Kutipan Teks:
Bonus
Demografi dan Generasi Melek Bahasa
Yune Anggraini ; Pengajar di Madrasah
Ibtida'iyah (MI) Muhammadiyah Basin, Klaten, Jateng
|
JAWA
POS, 04 April 2014
AKHIR -
AKHIR ini kita sering membaca dan mendengar kata "bonus demografi".
Wacana tentang bonus demografi hangat didiskusikan di forum ilmiah, seminar,
lokakarya, dan sebagainya. Definisi tentang bonus demografi merupakan
keuntungan secara ekonomis yang disebabkan penurunan proporsi penduduk muda
yang mengurangi besarnya biaya investasi untuk pemenuhan kebutuhannya
sehingga kegunaan sumber daya dialihkan untuk memacu pertumbuhan ekonomi dan
peningkatan kesejahteraan.
Bagi
Indonesia ada rentang waktu 7-17 tahun lagi untuk mempersiapkan modal manusia
agar bisa memanfaatkan peluang emas periode 2020-2030. Caranya, menanamkan
investasi modal manusia. Indonesia akan memasuki fase emas yang disebut bonus
demografi selama 10 tahun yang diprediksi akan terjadi pada periode 2020-2030
dengan angka dependency ratio 0,4-0,5. Artinya, 100 orang usia produktif
hanya menanggung 40-50 orang usia tidak produktif.
Menurut
guru besar demografi Universitas Indonesia Prof Dr Sri Moertiningsih
Adioetomo, Indonesia sudah mendapat bonus demografi mulai 2010 dan akan
mencapai puncaknya sekitar tahun 2020 hingga tahun 2030. Ada tiga fase yang
terjadi dengan hadirnya bonus demogrfi di Indonesia. Fase pertama, angka
kelahiran dan kematian melaju dengan sangat tinggi. Fase kedua, meningkatnya
kebutuhan hidup rakyat Indonesia sehingga angka kematian menjadi menurun dan
angka kelahiran menjadi bertambah. Fase ketiga, angka kematian rendah
disebabkan oleh gaya hidup (life style) sehingga membuat angka kelahiran
menjadi turun. Inilah fase yang disebut sebagai window of opportunity
(jendela kesempatan) saat jumlah penduduk produktif yang banyak itu dapat
diakumulasikan untuk memacu pertumbuhan ekonomi dan mengurangi angka
kemiskinan .

Baris yang Diberikan:

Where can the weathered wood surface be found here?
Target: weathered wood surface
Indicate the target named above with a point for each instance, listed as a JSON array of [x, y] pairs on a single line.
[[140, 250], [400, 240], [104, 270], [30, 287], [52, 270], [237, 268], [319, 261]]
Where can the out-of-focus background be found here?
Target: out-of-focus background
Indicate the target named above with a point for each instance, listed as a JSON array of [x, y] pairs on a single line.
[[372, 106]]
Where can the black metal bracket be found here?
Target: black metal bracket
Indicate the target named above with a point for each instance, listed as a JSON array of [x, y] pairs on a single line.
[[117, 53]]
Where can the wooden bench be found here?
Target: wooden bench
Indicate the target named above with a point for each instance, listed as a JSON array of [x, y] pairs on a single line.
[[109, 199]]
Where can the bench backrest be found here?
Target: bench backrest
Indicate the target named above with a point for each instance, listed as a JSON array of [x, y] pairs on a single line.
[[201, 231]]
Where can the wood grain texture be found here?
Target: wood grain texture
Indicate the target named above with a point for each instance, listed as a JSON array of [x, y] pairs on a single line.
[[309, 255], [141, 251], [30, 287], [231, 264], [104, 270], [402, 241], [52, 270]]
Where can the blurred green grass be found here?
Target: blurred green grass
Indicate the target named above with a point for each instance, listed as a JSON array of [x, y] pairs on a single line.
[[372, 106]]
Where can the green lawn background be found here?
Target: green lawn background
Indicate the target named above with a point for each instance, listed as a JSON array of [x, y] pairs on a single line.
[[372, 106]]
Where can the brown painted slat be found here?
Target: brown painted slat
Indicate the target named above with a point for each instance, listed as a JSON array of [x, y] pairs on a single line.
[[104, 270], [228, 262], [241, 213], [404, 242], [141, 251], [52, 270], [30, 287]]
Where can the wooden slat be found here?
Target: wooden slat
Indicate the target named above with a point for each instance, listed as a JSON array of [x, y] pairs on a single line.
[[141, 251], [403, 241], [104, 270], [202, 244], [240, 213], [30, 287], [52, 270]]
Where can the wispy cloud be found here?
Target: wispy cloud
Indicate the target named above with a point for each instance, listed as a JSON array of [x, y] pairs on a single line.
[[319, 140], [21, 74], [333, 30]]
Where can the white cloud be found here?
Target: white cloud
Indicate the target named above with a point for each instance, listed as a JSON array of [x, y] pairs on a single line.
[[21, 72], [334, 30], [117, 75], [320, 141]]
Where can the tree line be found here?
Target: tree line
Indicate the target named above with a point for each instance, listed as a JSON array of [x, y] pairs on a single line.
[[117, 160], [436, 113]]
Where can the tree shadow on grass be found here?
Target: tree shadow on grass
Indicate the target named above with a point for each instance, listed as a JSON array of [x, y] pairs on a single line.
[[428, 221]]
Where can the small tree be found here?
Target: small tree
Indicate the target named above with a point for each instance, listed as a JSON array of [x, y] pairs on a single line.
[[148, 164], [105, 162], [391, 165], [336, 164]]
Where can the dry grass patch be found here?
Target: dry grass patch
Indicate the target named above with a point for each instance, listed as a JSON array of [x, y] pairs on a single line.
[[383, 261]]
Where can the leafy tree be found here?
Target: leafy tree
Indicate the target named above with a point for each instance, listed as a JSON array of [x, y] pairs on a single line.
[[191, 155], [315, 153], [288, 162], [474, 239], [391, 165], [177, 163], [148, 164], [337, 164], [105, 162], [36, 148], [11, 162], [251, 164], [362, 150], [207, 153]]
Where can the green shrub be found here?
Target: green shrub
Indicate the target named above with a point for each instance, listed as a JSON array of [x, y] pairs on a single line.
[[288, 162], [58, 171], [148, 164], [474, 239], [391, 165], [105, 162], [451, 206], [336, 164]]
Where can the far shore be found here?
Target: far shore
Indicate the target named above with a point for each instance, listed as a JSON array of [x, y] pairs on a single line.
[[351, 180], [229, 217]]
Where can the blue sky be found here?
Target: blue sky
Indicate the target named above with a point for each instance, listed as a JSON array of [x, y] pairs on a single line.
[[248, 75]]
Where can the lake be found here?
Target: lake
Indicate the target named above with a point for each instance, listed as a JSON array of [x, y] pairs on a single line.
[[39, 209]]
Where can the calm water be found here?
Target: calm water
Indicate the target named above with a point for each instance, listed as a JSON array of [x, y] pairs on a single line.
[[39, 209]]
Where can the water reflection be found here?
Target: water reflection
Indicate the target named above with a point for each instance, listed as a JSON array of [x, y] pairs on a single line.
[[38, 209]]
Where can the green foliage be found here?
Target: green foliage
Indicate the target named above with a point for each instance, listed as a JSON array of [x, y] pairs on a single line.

Tujuan:
Jawablah pertanyaan berikut berdasarkan teks tentang bonus demografi.
1. Pada periode berapa Indonesia diprediksi mengalami bonus demografi?
2. Menurut Prof Dr Sri Moertiningsih Adioetomo, sejak tahun berapa Indonesia sudah mendapat bonus demografi?
3. Disebut apakah fase ketiga bonus demografi?
Baris-baris tersebut tidak berperan apa pun di sini.

Hasil:
1. Bonus demografi di Indonesia diprediksi terjadi pada periode 2020-2030.
2. Indonesia sudah mendapat bonus demografi mulai tahun 2010.
3. Fase ketiga disebut window of opportunity (jendela kesempatan).